Notes on how I think about wealth and investing

Nihanth Subramanya
3 min readJan 5, 2021

This is likely a “part 1”. I wanted to articulate the thought process that has enabled me to venture into the investing world — and specifically not about how I choose specific assets to invest in, etc. These thoughts helped me gain confidence in why investing (especially in the stock market) works, and why it might be better than, well, not doing it.

  1. Money (currency) lets me buy things.
  2. Currency is meaningful as long as I have things to buy and am immersed in the commodity market environment — being aware of how much things cost gives meaning to how much money I have.
  3. When the dynamic between my material desires and cash reserve tilts in the direction of having much more money than I can spend, my monetary wealth becomes less meaningful. Conversely, when my material desires far exceed my purchasing power, my limited wealth also attains a sort of meaninglessness.

### REQUIRED WORK
Extend the notes on wealth and investing from the end of the third point, adding further numbered points in the same first-person voice.

### COLLECTED DATA
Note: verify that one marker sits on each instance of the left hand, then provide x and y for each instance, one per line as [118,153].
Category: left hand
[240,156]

### TASK RESPONSE
  4. I can exercise control over this dynamic by attempting to streamline my material desires, as well as applying my imagination to generate more grandiose desires.
  5. When my purchasing power exceeds my material desires, the excess money starts becoming increasingly abstract. It’s simply a storage of “wealth”, whatever that is.
  6. Currency is just an institutionalized abstraction of value. By keeping my wealth stored in currency, I’m putting all my faith in one entity to preserve the value I generated through my labor (that I “mined”).
  7. Why trust only one entity? I’ve always believed in diversification of trust.
  8. What are other value-storage mechanisms that might be trustworthy?
  9. If I take a look around me, I see myself surrounded by products of industry, on a “platform” of real estate. I also see cash being exchanged, credit cards being swiped, and of course, people engaging in arts-and-cultural activities.
  10. What do people value? Modeling time and money as the two resource variables to optimize seems to make sense. What do people spend time and money on?
  11. Optimizing time might mean managing it better every day, building systems and tools to do recurring tasks faster, and staying healthy to prolong my lifespan.
  12. Optimizing money might mean accumulating currency (by selling goods/services), or investing in assets that remain valuable or increase in value over time.
  13. What are some things that have increased in value in recent and long-term history?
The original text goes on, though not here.